INPUT RECORDS ::
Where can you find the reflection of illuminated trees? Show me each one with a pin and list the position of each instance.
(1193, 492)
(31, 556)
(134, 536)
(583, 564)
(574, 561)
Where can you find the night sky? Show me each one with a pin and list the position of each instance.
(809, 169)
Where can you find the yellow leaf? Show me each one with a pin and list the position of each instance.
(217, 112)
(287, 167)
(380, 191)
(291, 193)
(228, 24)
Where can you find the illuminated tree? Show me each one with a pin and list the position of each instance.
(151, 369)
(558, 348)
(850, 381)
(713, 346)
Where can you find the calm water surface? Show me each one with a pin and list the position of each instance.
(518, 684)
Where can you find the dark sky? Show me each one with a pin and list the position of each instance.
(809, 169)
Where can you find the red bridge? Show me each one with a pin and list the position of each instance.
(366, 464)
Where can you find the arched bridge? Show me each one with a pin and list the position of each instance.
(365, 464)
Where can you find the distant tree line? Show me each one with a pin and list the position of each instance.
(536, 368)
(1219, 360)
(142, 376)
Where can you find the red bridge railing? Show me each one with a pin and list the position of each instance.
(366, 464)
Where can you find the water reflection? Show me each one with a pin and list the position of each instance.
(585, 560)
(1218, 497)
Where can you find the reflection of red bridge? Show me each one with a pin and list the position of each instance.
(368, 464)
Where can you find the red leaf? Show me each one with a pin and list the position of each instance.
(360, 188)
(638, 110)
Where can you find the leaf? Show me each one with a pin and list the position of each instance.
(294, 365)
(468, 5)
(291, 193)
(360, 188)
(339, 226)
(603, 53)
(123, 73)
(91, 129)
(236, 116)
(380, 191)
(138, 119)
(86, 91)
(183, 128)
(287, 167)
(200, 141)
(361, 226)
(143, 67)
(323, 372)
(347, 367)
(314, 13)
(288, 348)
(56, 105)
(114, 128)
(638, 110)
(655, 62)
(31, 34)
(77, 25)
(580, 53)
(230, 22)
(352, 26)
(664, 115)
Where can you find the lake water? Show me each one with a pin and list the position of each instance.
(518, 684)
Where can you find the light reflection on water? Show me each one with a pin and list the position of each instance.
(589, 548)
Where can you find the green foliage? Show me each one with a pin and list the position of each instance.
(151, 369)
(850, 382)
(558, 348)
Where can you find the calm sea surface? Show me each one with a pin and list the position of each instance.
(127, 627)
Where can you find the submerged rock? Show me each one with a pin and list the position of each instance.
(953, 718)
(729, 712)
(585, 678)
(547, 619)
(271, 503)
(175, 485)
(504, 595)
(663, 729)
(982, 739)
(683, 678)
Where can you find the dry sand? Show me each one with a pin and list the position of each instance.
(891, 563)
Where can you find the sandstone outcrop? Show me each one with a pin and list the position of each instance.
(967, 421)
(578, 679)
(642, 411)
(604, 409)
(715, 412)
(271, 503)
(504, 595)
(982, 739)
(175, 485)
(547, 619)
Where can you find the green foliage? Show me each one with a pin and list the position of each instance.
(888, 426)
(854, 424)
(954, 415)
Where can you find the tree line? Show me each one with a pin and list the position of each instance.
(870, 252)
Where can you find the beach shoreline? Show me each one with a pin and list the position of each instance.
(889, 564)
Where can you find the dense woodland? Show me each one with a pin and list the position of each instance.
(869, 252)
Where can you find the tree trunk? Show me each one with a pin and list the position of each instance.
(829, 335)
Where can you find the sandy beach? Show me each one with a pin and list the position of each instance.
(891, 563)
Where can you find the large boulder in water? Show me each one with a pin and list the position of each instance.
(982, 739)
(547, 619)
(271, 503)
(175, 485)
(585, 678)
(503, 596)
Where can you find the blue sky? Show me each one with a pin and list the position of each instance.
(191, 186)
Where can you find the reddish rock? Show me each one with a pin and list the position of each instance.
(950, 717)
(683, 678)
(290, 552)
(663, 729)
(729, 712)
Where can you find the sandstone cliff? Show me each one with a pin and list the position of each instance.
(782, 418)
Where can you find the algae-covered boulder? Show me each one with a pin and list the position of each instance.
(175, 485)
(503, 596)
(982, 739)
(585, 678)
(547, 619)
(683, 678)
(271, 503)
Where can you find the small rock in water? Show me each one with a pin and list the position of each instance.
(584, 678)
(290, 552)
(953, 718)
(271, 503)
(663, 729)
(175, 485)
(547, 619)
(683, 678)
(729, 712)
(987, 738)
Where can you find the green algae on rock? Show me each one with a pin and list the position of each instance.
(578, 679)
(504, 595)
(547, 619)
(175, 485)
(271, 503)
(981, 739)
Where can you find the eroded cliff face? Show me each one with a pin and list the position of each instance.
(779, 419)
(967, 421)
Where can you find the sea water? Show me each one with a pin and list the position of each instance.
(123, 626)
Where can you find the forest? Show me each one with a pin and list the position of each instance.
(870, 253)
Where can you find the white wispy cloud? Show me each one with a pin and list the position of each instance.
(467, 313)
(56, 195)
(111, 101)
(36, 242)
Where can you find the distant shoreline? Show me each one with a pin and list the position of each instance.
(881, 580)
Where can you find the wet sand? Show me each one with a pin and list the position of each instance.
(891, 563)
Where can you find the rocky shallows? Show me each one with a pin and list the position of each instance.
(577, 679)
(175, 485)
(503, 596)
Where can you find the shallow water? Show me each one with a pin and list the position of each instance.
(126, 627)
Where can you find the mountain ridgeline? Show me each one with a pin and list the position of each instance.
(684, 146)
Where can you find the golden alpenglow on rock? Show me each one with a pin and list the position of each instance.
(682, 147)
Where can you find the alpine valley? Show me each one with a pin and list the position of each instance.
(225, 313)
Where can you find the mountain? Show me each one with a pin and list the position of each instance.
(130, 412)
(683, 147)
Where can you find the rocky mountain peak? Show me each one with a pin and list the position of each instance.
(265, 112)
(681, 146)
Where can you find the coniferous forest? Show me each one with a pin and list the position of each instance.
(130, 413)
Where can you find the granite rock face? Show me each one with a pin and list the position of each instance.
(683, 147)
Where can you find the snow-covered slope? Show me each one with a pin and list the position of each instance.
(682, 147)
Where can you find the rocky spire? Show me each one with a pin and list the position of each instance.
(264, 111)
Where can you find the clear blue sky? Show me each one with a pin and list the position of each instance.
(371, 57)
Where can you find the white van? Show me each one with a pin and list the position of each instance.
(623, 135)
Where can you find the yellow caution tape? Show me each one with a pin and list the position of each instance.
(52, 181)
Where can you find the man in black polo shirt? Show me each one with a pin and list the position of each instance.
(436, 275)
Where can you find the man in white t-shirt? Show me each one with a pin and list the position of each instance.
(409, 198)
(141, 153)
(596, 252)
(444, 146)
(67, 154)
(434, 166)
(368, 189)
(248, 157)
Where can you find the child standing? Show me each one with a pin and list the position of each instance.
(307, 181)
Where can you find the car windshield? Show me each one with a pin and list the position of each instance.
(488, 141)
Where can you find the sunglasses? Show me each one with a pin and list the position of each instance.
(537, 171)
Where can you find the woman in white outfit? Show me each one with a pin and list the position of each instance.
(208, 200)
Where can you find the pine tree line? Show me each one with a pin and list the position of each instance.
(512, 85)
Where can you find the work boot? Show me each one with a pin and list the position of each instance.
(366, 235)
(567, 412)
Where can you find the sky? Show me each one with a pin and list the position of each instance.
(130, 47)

AIM :: Write out the complete set of records exactly as given.

THE RESPONSE ::
Where can you find the reflection of illuminated trees? Show me each one with a pin and list the position of each instance.
(1193, 492)
(31, 556)
(134, 536)
(583, 564)
(574, 561)
Where can you find the night sky? Show me each one with a pin and list the position of each instance.
(809, 169)
Where can you find the yellow leaf? Show me each one with a pin and list the position of each instance.
(217, 112)
(287, 167)
(380, 191)
(291, 193)
(228, 24)
Where can you find the illuminated tree? Show me each one with a pin and list the position of each instance.
(151, 369)
(558, 348)
(850, 381)
(713, 346)
Where can you find the calm water surface? Show me each one with a pin and list the position of each instance.
(518, 684)
Where can you find the dark sky? Show me each one with a pin and list the position of each instance.
(809, 169)
Where can you find the red bridge? Show me each one with a pin and list the position of each instance.
(366, 464)
Where can you find the arched bridge? Show me each one with a pin and list the position of each instance.
(365, 464)
Where can you find the distant tree line? Show me each one with a pin and list the position of each instance.
(536, 368)
(1219, 360)
(142, 376)
Where can you find the red bridge railing? Show me each one with a pin and list the position of each instance.
(366, 464)
Where can you find the water reflection? Show me each one with a pin and list the position of each instance.
(585, 560)
(1218, 497)
Where can you find the reflection of red bridge? Show me each one with a pin and list the position of each instance.
(368, 464)
Where can you find the red leaf? Show me each one with a pin and list the position of each instance.
(360, 188)
(638, 110)
Where can you find the leaf? Show me each one with a pin and list the position of each instance.
(294, 365)
(468, 5)
(291, 193)
(360, 188)
(339, 226)
(603, 53)
(123, 73)
(91, 129)
(236, 116)
(380, 191)
(138, 119)
(86, 91)
(183, 128)
(287, 167)
(200, 141)
(361, 226)
(143, 67)
(323, 372)
(347, 367)
(314, 13)
(288, 348)
(56, 105)
(114, 128)
(638, 110)
(655, 62)
(31, 34)
(77, 25)
(580, 53)
(230, 22)
(352, 26)
(664, 115)
Where can you find the lake water? Show me each one with a pin and list the position of each instance.
(518, 684)
Where can you find the light reflection on water? Show me each one with a pin and list the position of each instance.
(589, 548)
Where can you find the green foliage? Show me each one with a pin and list the position of each instance.
(151, 369)
(850, 382)
(558, 348)
Where can you find the calm sea surface? Show me each one with a pin and list the position of each instance.
(127, 627)
Where can you find the submerged rock? Show me each one with a pin and list the position of each instance.
(953, 718)
(729, 712)
(585, 678)
(547, 619)
(271, 503)
(175, 485)
(504, 595)
(663, 729)
(982, 739)
(683, 678)
Where can you find the dry sand? Show me each one with a pin and list the position of each instance.
(891, 563)
Where can you find the sandstone outcrop? Show me each one with a pin and list the position of each instance.
(967, 421)
(578, 679)
(642, 411)
(604, 409)
(715, 412)
(271, 503)
(504, 595)
(982, 739)
(175, 485)
(547, 619)
Where can you find the green foliage? Show me each one with a pin and list the position of each instance.
(888, 426)
(854, 424)
(954, 415)
Where can you find the tree line? Show me each one with a pin and list the position of each instance.
(870, 252)
Where can you find the beach shoreline? Show me each one with a pin and list the position of each instance.
(889, 564)
Where can you find the dense woodland? Show me each one with a pin and list the position of each instance.
(869, 252)
Where can you find the tree trunk? Show me each one with a pin and list the position of each instance.
(829, 335)
Where can you find the sandy beach? Show me each one with a pin and list the position of each instance.
(891, 563)
Where can you find the large boulder in water? Show me each one with a pin and list the position of each instance.
(982, 739)
(547, 619)
(271, 503)
(175, 485)
(585, 678)
(503, 596)
Where can you find the blue sky? Show me each one with a pin and list the position of each instance.
(191, 186)
Where can you find the reddish rock? Show me each one with a pin and list the position of each instance.
(950, 717)
(683, 678)
(290, 552)
(663, 729)
(729, 712)
Where can you find the sandstone cliff? Show me each one with a pin and list the position of each instance.
(782, 418)
Where can you find the algae-covered boulder? Show me each one with a pin and list the position of each instance.
(175, 485)
(503, 596)
(982, 739)
(585, 678)
(547, 619)
(683, 678)
(271, 503)
Where can you find the small rock in water? Show me each one with a pin and list the position of each instance.
(584, 678)
(290, 552)
(953, 718)
(271, 503)
(663, 729)
(175, 485)
(547, 619)
(683, 678)
(729, 712)
(987, 738)
Where can you find the green algae on rock? Show me each one with a pin and list the position of each instance.
(578, 679)
(504, 595)
(547, 619)
(175, 485)
(271, 503)
(981, 739)
Where can you find the eroded cliff face? Show me each one with a pin and list the position of each instance.
(779, 419)
(967, 421)
Where can you find the sea water? Show me each one with a pin and list the position of each instance.
(123, 626)
Where can you find the forest? Show me each one with a pin and list the position of each instance.
(870, 253)
Where can you find the white wispy cloud? Show me each one with a pin and list the position of each instance.
(467, 313)
(56, 195)
(111, 101)
(36, 242)
Where can you find the distant shoreline? Show me each one with a pin and list the position of each instance.
(881, 580)
Where can you find the wet sand? Show me each one with a pin and list the position of each instance.
(891, 563)
Where can you find the rocky shallows? Show me each one with a pin and list the position of each instance.
(577, 679)
(175, 485)
(503, 596)
Where can you find the shallow water? Show me each one with a pin and list the position of each instance.
(126, 627)
Where can you find the mountain ridgeline? Show me each one with a pin and list the position of each instance.
(684, 146)
Where can you find the golden alpenglow on rock? Show me each one with a pin and list the position of each instance.
(682, 147)
Where can you find the alpine valley? Show me each one with a pin and list the position of each instance.
(225, 313)
Where can you find the mountain? Show me each one with a pin and list the position of each instance.
(130, 412)
(683, 147)
Where can you find the rocky mountain peak? Show me each one with a pin and list the position of each instance.
(265, 112)
(681, 146)
Where can you find the coniferous forest? Show me each one with a pin and list the position of each instance.
(130, 413)
Where can you find the granite rock face? Show me each one with a pin and list the position of each instance.
(683, 147)
Where can you find the snow-covered slope? Show me each one with a pin and list the position of each instance.
(682, 147)
Where can you find the rocky spire? Show me each one with a pin and list the position of each instance.
(264, 111)
Where can you find the clear blue sky? Show me each one with a pin and list the position of each instance.
(371, 57)
Where can you find the white van? Show me each one with a pin and list the position of each instance.
(623, 135)
Where can you find the yellow caution tape? Show me each one with a pin and list the position of each instance.
(52, 181)
Where can you find the man in black polo shirt? Show me each one with a pin and list the position of each instance.
(436, 275)
Where can you find the man in white t-shirt? Show me each one with a pin and list the position of each instance.
(409, 198)
(141, 153)
(596, 252)
(444, 146)
(67, 154)
(434, 166)
(368, 189)
(248, 157)
Where can you find the child standing? Show me each one with a pin and list the position of each instance.
(307, 181)
Where can you find the car windshield? Show me each one with a pin and list the position of each instance.
(488, 141)
Where can you find the sunglasses? Show me each one with a pin and list the position of each instance.
(537, 171)
Where can you find the woman in white outfit? Show me each one with a pin and list the position of each instance.
(208, 200)
Where can you find the pine tree line? Show me each one with a pin and list the position of each instance.
(512, 85)
Where can you find the work boot? Show me each one with a pin and list the position of each instance.
(366, 235)
(567, 412)
Where can you find the sky? Show me each one with a pin and list the position of each instance.
(130, 47)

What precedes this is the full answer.